**Objective:**
Please retype the part of the data below that opens with the line containing "Wildlife camera-trap request: tag the puddle" and closes with the line containing "point(46, 147)", both of those lines included, without changing anything.

**Records provided:**
--------------------
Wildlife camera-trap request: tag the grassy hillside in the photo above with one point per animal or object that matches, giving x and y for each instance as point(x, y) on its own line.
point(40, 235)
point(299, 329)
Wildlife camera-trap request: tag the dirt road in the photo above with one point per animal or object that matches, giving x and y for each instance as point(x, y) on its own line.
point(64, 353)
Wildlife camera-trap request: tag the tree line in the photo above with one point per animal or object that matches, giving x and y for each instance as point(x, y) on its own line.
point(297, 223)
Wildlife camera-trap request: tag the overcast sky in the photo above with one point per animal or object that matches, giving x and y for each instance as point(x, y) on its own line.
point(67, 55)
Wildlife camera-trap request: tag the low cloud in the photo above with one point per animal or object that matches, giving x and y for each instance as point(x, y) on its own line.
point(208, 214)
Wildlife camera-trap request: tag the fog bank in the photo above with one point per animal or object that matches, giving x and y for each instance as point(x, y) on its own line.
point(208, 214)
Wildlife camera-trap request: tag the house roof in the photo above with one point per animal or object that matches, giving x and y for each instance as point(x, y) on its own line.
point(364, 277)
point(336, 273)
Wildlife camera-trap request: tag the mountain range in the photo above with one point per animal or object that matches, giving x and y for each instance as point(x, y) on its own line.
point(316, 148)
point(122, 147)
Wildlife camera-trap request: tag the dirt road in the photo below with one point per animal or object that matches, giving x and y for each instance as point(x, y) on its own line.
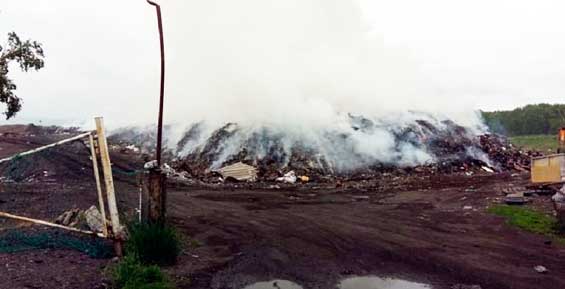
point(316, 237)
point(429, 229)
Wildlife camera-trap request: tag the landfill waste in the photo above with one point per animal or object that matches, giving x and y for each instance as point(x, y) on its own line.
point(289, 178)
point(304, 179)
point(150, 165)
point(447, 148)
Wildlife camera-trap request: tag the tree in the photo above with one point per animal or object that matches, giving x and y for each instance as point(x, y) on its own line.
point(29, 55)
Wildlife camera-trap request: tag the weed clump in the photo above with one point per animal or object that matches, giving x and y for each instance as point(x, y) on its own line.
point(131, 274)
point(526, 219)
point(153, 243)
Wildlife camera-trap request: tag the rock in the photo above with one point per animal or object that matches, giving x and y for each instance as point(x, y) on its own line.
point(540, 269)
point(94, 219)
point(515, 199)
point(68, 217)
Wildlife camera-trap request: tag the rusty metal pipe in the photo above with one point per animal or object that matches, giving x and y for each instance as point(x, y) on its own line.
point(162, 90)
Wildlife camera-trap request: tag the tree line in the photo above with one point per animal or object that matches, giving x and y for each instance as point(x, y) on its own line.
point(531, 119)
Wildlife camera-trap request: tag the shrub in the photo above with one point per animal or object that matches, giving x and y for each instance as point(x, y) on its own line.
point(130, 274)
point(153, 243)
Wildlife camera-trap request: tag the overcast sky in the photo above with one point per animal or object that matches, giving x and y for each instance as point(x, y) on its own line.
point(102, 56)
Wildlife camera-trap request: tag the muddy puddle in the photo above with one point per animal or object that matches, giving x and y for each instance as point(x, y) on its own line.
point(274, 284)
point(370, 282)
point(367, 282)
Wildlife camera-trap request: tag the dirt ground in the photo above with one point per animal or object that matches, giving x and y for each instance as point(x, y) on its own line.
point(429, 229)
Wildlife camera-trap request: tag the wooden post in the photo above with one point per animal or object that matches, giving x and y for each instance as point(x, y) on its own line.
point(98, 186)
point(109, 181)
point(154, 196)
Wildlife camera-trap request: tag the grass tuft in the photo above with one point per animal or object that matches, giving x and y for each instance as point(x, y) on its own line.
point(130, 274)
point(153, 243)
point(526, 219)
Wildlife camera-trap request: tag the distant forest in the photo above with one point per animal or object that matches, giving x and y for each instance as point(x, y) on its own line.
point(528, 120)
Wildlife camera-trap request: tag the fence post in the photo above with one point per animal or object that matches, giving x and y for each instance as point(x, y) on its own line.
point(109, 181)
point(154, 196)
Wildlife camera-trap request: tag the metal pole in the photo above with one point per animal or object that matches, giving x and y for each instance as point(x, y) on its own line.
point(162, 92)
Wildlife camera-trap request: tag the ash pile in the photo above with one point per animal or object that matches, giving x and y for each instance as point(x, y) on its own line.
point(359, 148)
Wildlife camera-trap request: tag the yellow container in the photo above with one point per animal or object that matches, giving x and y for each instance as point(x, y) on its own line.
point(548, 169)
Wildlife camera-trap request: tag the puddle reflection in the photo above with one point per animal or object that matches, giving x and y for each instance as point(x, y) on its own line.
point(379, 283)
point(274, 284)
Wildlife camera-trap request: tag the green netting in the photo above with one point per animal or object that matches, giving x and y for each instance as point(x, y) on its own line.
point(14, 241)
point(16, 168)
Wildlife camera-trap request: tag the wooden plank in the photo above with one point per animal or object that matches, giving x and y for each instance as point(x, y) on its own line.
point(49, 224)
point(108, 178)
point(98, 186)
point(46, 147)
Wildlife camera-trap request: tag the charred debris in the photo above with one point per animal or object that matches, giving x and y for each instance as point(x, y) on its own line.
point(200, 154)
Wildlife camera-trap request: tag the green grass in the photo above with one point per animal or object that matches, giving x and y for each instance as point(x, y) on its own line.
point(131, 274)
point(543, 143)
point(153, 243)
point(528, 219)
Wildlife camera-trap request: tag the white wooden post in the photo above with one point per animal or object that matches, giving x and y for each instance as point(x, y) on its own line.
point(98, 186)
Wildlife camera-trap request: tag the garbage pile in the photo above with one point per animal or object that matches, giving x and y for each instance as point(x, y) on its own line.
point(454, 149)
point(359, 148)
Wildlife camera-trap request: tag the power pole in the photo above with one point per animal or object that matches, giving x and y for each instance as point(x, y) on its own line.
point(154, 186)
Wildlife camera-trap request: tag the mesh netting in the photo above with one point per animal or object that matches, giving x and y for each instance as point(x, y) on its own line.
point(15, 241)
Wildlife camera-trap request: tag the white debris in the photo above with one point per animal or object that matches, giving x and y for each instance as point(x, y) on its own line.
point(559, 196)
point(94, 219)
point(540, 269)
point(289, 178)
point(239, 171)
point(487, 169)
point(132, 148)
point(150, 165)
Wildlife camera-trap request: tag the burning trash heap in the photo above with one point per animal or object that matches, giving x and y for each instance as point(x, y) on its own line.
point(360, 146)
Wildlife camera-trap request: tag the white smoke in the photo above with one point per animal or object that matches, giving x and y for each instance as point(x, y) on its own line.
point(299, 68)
--------------------
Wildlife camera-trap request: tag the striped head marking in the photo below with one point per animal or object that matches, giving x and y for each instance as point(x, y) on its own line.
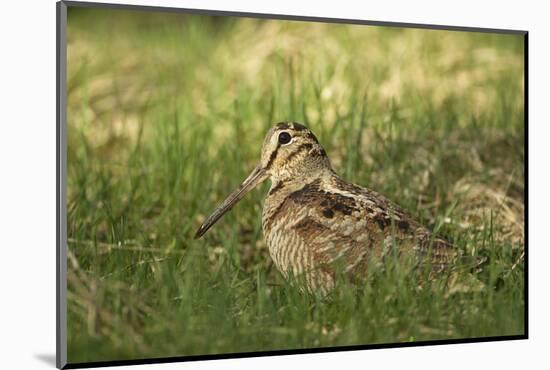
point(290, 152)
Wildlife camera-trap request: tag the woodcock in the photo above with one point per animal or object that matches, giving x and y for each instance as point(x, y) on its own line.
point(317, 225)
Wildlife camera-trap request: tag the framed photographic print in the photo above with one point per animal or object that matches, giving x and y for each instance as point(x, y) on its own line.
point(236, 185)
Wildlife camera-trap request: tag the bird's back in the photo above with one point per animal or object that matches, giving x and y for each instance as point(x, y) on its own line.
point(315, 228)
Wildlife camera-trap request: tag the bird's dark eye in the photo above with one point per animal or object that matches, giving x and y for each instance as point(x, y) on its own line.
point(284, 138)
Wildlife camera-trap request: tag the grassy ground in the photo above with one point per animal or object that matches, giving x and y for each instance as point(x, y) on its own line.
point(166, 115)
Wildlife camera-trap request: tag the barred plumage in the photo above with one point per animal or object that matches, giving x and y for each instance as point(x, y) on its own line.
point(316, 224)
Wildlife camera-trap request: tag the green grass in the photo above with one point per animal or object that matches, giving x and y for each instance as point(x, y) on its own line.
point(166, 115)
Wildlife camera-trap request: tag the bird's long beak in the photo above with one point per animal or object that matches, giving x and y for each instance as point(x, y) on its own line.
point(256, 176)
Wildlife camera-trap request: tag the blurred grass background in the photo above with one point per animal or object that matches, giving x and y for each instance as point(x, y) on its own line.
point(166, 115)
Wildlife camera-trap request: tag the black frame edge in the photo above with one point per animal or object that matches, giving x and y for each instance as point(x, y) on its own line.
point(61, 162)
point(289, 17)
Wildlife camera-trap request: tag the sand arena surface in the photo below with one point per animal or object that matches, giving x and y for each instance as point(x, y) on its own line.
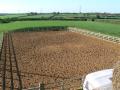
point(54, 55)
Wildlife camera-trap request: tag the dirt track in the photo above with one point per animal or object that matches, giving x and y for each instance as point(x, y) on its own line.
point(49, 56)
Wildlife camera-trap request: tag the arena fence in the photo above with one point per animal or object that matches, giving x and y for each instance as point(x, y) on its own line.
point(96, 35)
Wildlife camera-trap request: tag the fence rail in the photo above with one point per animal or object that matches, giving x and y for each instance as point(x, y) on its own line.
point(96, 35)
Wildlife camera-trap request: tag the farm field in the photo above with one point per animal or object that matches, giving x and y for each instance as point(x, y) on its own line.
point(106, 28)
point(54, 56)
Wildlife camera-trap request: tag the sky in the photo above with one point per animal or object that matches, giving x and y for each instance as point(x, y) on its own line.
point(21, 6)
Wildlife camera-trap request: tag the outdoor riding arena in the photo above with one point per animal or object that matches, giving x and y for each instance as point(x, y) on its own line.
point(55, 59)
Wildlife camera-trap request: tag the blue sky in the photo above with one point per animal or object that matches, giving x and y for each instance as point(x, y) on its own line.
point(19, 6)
--------------------
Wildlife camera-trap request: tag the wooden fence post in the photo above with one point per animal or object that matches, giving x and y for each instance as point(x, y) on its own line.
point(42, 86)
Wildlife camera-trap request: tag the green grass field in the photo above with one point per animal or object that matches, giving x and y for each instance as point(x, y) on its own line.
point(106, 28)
--------------------
**Exercise output:**
Wildlife camera-trap request: tag the puddle reflection in the photo above with one point per animal or object that matches, giving x and y for each instance as point(x, y) on its own line.
point(379, 283)
point(274, 284)
Wildlife camera-trap request: tag the green netting in the photo above with one point per animal or object that matches, giving x and y for each instance as point(x, y) on its own line.
point(14, 241)
point(16, 168)
Wildlife camera-trap request: tag the wooden plank in the photo above with one point per animal or object that matches, giving x and y for each instance as point(x, y) on its own line.
point(49, 224)
point(108, 178)
point(98, 186)
point(46, 147)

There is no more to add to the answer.